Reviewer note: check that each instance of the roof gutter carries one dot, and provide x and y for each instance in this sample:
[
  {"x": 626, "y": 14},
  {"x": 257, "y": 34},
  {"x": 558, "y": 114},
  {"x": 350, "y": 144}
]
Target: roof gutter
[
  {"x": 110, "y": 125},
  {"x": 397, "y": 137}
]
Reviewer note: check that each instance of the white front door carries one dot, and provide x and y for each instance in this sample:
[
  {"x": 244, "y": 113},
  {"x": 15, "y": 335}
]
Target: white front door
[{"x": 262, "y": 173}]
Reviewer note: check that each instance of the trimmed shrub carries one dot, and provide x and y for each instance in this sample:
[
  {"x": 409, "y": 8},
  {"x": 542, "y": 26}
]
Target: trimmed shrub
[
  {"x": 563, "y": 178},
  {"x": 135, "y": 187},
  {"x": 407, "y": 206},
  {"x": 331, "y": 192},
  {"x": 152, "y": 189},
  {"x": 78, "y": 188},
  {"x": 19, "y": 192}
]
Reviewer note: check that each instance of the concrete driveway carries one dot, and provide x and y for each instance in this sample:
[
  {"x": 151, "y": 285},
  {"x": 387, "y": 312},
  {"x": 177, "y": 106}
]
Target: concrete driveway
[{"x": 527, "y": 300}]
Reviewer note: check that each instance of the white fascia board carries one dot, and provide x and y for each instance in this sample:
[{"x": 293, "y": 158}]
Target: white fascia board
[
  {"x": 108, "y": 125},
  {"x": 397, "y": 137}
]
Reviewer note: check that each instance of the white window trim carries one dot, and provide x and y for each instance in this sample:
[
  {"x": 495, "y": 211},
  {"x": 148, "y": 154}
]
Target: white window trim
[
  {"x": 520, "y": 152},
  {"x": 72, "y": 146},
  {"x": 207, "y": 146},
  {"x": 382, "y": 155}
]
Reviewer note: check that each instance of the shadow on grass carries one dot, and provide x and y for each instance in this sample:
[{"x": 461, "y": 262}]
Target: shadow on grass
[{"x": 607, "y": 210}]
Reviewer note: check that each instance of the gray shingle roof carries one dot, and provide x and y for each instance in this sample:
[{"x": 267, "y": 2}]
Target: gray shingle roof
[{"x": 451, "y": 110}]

*Written request:* Restate every record exactly, leaving nothing out.

*Full solution:*
Reviewer note: check that each instance of the roof gutter carries one dot, and provide x and y for each instance in this sample:
[
  {"x": 626, "y": 14},
  {"x": 257, "y": 34},
  {"x": 558, "y": 114},
  {"x": 350, "y": 144}
]
Target: roof gutter
[
  {"x": 110, "y": 125},
  {"x": 397, "y": 137}
]
Reviewer note: check that each instance of the white front door carries one dot, and provide x and y for each instance in this sample:
[
  {"x": 244, "y": 113},
  {"x": 15, "y": 335}
]
Target: white front door
[{"x": 262, "y": 173}]
Reviewer note: check that each instance of the trimmed shrub carries one dot, and provide x and y for each instance in this sample:
[
  {"x": 409, "y": 8},
  {"x": 542, "y": 26}
]
Target: trimmed shrub
[
  {"x": 563, "y": 178},
  {"x": 135, "y": 187},
  {"x": 407, "y": 206},
  {"x": 331, "y": 192},
  {"x": 152, "y": 189},
  {"x": 78, "y": 188},
  {"x": 19, "y": 192}
]
Reviewer note: check that each instance of the concrete driveway carries one dot, and provide x and y for each instance in this sample:
[
  {"x": 151, "y": 285},
  {"x": 387, "y": 312},
  {"x": 177, "y": 106}
]
Target: concrete driveway
[{"x": 527, "y": 300}]
Reviewer note: check that each instance of the white fascia board carries one dot, and provide x and y for each instance in this sample:
[{"x": 293, "y": 158}]
Target: white fascia board
[
  {"x": 108, "y": 125},
  {"x": 397, "y": 137}
]
Reviewer note: check that each instance of the white window trim carries one dot, and provide x and y for each instance in this sample:
[
  {"x": 495, "y": 211},
  {"x": 148, "y": 154}
]
Target: white window trim
[
  {"x": 520, "y": 152},
  {"x": 72, "y": 146},
  {"x": 207, "y": 146},
  {"x": 382, "y": 155}
]
Reviewer note: check that each instance of the shadow on grass carries one dot, and provide x and y for each instance in this sample:
[{"x": 461, "y": 262}]
Target: shadow on grass
[{"x": 607, "y": 210}]
Reviewer note: check that each instance of the gray shingle roof carries one dot, and provide x and y for each instance in this sample:
[{"x": 267, "y": 2}]
Target: gray shingle roof
[{"x": 451, "y": 110}]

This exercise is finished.